→ **Dataset excerpts**:
※
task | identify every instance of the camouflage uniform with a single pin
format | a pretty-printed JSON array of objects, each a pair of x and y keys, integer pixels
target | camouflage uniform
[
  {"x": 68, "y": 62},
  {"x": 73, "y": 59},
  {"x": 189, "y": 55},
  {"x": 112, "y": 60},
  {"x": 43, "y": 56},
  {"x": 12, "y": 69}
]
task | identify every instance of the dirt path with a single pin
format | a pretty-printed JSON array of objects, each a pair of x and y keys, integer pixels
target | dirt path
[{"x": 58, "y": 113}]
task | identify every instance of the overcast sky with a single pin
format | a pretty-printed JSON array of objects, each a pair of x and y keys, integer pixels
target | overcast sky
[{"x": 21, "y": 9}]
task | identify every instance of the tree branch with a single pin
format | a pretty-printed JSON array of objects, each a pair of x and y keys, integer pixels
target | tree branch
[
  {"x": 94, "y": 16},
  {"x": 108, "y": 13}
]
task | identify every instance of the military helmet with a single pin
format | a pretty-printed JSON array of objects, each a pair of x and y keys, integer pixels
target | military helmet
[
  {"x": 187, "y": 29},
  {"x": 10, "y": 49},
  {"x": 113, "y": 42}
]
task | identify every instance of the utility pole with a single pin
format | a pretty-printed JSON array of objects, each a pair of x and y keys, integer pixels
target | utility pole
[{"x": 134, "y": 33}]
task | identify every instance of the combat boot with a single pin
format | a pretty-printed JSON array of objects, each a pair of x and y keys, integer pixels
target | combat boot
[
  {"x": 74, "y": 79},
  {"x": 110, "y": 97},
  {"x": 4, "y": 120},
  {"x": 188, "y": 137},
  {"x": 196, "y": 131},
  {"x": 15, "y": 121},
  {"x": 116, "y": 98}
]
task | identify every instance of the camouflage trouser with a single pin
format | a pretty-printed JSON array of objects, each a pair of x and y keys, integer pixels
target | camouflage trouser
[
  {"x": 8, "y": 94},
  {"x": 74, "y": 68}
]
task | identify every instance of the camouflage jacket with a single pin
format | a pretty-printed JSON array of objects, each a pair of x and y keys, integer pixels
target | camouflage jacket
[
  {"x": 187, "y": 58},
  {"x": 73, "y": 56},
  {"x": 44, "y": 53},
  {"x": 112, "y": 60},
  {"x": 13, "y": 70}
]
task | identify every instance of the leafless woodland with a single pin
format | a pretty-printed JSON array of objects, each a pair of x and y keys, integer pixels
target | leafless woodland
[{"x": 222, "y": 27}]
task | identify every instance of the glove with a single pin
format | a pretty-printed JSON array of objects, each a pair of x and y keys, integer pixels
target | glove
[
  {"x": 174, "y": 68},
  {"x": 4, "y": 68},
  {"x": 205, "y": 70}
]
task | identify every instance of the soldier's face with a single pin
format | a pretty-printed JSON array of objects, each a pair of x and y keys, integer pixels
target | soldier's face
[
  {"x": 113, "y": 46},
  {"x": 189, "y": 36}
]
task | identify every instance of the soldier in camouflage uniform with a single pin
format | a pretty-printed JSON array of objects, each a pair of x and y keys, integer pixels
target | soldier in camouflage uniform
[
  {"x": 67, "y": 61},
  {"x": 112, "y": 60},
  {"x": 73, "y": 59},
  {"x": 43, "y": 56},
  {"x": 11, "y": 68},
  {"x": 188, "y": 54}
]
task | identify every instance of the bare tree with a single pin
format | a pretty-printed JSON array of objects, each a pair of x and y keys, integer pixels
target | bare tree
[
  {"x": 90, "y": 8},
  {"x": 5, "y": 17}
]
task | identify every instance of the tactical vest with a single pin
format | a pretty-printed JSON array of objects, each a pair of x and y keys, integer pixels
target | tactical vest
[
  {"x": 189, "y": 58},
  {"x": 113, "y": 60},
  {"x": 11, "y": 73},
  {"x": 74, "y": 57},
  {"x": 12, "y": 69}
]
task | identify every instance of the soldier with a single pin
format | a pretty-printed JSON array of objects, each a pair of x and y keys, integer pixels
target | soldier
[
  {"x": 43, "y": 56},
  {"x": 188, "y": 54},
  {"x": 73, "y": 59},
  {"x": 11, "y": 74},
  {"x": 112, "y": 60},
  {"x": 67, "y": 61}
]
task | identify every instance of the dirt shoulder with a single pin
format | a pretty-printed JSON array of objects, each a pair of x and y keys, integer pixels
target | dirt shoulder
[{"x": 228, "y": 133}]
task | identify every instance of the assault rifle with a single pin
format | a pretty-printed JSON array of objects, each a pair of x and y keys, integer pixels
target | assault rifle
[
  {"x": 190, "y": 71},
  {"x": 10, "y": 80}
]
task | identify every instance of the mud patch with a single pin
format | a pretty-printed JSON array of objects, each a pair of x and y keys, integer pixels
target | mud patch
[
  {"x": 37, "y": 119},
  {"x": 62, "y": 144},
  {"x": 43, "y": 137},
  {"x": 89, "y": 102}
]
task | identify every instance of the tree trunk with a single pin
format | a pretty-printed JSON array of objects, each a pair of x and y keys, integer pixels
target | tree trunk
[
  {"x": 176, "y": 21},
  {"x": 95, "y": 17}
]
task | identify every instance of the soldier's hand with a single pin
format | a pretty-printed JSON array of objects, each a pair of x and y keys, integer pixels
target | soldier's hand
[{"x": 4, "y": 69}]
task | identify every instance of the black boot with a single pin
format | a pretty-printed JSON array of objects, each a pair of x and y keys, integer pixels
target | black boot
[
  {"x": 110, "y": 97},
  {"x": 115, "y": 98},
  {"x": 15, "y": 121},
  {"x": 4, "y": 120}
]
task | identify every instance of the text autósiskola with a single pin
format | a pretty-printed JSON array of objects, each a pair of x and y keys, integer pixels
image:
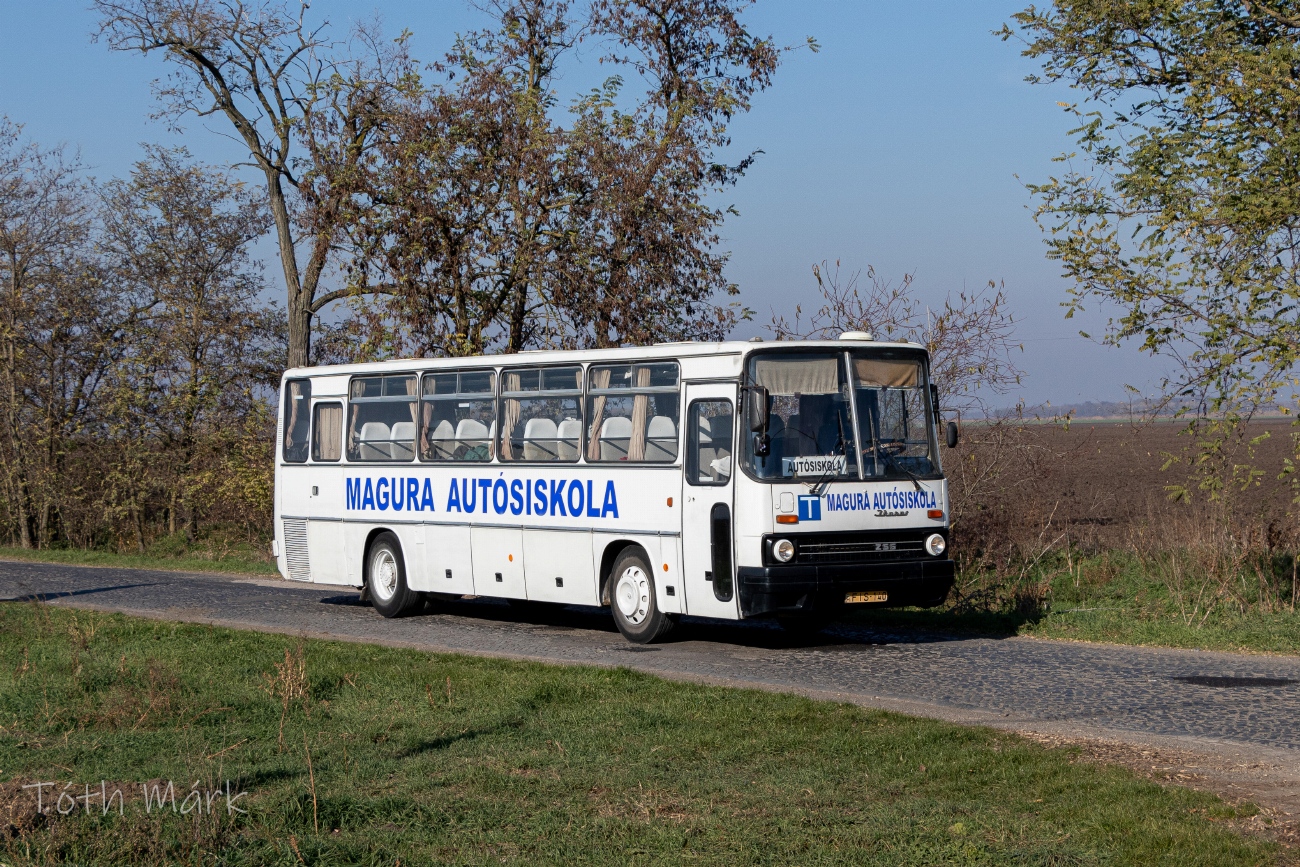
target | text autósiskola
[
  {"x": 544, "y": 497},
  {"x": 879, "y": 501}
]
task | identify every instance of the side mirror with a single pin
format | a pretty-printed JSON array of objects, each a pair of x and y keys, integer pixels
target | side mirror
[{"x": 757, "y": 412}]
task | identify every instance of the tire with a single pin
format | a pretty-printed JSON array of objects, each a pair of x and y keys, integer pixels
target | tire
[
  {"x": 632, "y": 599},
  {"x": 385, "y": 579}
]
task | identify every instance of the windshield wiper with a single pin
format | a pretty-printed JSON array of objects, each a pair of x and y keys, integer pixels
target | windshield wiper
[{"x": 876, "y": 451}]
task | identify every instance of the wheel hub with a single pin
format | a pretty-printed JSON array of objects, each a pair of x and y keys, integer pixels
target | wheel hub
[
  {"x": 384, "y": 575},
  {"x": 632, "y": 594}
]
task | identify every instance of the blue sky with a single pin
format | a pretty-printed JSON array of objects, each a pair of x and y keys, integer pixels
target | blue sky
[{"x": 897, "y": 146}]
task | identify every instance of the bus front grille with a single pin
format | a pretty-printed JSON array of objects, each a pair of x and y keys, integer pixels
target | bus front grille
[
  {"x": 858, "y": 551},
  {"x": 866, "y": 546}
]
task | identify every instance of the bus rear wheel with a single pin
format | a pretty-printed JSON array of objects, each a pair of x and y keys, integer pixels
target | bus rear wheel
[
  {"x": 385, "y": 577},
  {"x": 632, "y": 599}
]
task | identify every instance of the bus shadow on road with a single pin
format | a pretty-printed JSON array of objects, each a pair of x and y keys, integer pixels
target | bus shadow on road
[{"x": 759, "y": 633}]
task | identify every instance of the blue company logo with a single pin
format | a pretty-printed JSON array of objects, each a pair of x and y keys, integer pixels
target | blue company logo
[{"x": 810, "y": 508}]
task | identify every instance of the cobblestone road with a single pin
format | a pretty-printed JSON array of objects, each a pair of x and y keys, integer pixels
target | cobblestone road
[{"x": 1127, "y": 693}]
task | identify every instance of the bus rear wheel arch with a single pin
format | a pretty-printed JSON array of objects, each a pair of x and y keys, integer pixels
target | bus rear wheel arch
[
  {"x": 633, "y": 601},
  {"x": 385, "y": 577}
]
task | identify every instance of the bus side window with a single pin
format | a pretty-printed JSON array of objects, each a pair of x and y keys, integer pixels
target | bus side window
[
  {"x": 298, "y": 398},
  {"x": 381, "y": 419},
  {"x": 633, "y": 412},
  {"x": 541, "y": 415},
  {"x": 459, "y": 415},
  {"x": 328, "y": 432},
  {"x": 709, "y": 442}
]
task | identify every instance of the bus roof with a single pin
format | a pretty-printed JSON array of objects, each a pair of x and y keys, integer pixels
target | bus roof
[{"x": 690, "y": 349}]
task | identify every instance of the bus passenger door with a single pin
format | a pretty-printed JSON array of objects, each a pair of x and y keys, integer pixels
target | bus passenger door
[{"x": 707, "y": 506}]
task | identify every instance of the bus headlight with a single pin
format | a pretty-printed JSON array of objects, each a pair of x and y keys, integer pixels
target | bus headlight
[{"x": 783, "y": 550}]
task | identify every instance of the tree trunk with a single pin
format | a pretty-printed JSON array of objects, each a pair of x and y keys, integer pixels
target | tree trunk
[
  {"x": 299, "y": 295},
  {"x": 21, "y": 486}
]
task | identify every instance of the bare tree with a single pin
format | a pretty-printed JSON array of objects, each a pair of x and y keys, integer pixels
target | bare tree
[
  {"x": 264, "y": 69},
  {"x": 206, "y": 349},
  {"x": 970, "y": 336},
  {"x": 44, "y": 222},
  {"x": 501, "y": 222}
]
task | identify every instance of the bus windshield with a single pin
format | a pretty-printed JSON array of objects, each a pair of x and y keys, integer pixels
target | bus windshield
[{"x": 832, "y": 412}]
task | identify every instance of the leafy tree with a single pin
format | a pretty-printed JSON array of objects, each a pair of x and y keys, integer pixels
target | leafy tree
[{"x": 1182, "y": 203}]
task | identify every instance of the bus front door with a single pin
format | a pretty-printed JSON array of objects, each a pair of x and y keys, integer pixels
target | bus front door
[{"x": 707, "y": 502}]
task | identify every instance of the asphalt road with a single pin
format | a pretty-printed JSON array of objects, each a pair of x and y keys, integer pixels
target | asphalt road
[{"x": 1131, "y": 694}]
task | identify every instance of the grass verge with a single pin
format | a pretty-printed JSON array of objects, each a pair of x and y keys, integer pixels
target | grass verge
[
  {"x": 1112, "y": 597},
  {"x": 242, "y": 559},
  {"x": 368, "y": 755}
]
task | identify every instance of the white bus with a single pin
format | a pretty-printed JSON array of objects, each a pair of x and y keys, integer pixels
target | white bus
[{"x": 719, "y": 480}]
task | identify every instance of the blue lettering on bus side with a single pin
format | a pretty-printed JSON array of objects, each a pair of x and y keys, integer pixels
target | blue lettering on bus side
[
  {"x": 610, "y": 508},
  {"x": 575, "y": 508},
  {"x": 542, "y": 497}
]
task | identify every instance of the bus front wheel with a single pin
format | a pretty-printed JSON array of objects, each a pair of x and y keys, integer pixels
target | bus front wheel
[
  {"x": 385, "y": 576},
  {"x": 632, "y": 599}
]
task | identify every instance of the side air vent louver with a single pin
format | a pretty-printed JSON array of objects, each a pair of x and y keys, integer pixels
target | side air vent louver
[{"x": 295, "y": 550}]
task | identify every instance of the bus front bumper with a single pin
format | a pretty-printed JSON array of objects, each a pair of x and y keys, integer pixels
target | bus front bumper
[{"x": 796, "y": 589}]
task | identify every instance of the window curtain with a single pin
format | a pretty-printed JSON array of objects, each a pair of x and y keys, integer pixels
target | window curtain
[
  {"x": 329, "y": 432},
  {"x": 507, "y": 428},
  {"x": 599, "y": 380},
  {"x": 883, "y": 372},
  {"x": 412, "y": 393},
  {"x": 640, "y": 410},
  {"x": 425, "y": 429},
  {"x": 798, "y": 376}
]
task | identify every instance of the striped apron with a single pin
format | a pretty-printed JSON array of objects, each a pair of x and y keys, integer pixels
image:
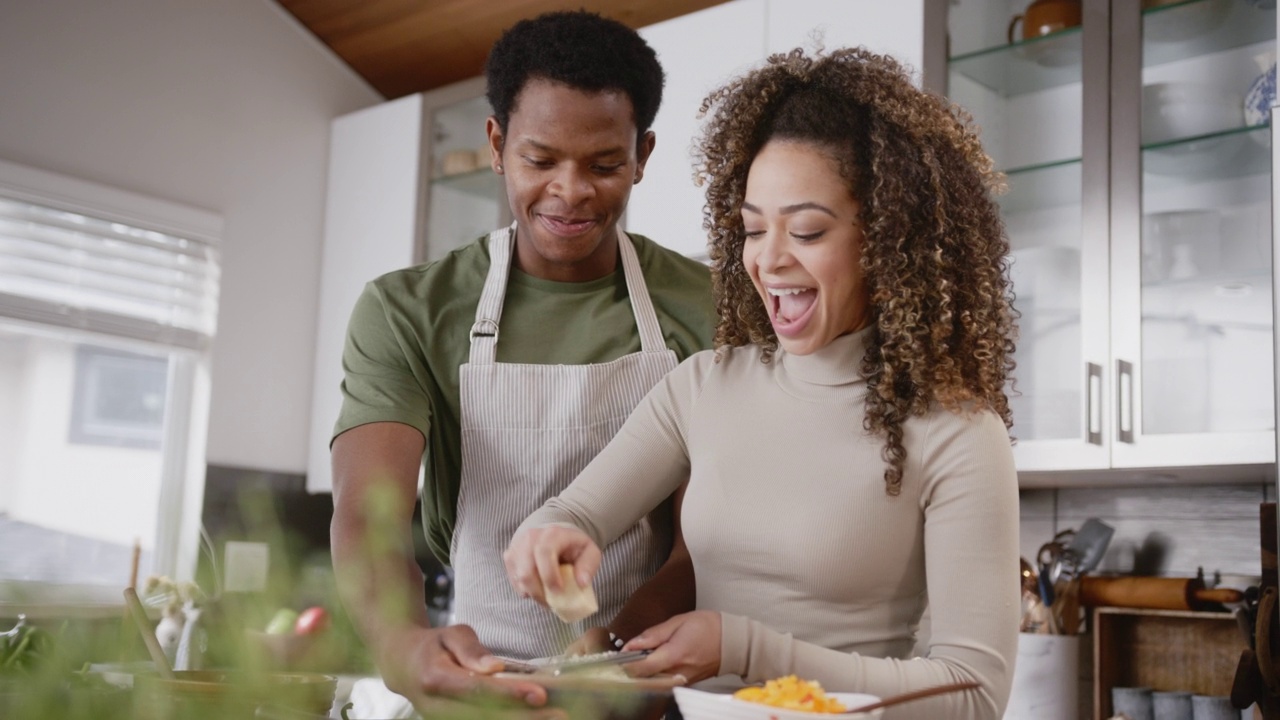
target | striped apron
[{"x": 528, "y": 431}]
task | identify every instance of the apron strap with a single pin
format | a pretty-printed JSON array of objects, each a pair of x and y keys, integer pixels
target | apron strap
[
  {"x": 484, "y": 332},
  {"x": 647, "y": 319}
]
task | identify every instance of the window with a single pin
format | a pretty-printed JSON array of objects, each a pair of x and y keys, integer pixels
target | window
[
  {"x": 108, "y": 309},
  {"x": 119, "y": 397}
]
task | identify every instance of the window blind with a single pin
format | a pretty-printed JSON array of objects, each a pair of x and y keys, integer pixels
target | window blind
[{"x": 71, "y": 269}]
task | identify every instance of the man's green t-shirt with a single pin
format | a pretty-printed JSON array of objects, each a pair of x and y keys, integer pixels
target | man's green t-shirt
[{"x": 410, "y": 333}]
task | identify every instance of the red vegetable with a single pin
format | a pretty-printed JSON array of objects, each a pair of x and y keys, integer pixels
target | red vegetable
[{"x": 311, "y": 620}]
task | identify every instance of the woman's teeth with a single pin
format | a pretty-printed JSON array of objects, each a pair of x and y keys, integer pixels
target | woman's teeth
[{"x": 791, "y": 302}]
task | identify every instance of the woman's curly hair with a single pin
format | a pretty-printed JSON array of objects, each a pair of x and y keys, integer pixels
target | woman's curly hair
[{"x": 935, "y": 251}]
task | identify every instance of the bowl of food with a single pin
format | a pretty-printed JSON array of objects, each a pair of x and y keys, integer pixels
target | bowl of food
[{"x": 784, "y": 698}]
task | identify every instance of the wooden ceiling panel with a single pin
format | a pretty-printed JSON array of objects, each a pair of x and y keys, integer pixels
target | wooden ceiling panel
※
→ **Task statement**:
The records above should be printed exactly, please, from the first line through the line containing "task | identify every instance of the tree branch", with both ends kept and nothing past it.

→ **Your solution**:
task | identify every instance of the camouflage uniform with a single pin
format | a pretty-printed JSON array of objects, each a pair of x and y keys, integer pixels
target | camouflage uniform
[
  {"x": 68, "y": 62},
  {"x": 73, "y": 59},
  {"x": 189, "y": 55},
  {"x": 112, "y": 60},
  {"x": 43, "y": 56},
  {"x": 12, "y": 69}
]
task | identify every instance of the dirt path with a single pin
format | a pretty-printed JSON array of objects, each a pair of x and y keys, integer pixels
target | dirt path
[{"x": 58, "y": 113}]
task | identify every instance of the overcast sky with a single pin
format | a pretty-printed JSON array of objects, each a pair of x and y keys, integer pixels
target | overcast sky
[{"x": 21, "y": 9}]
task | identify every instance of the tree branch with a single pin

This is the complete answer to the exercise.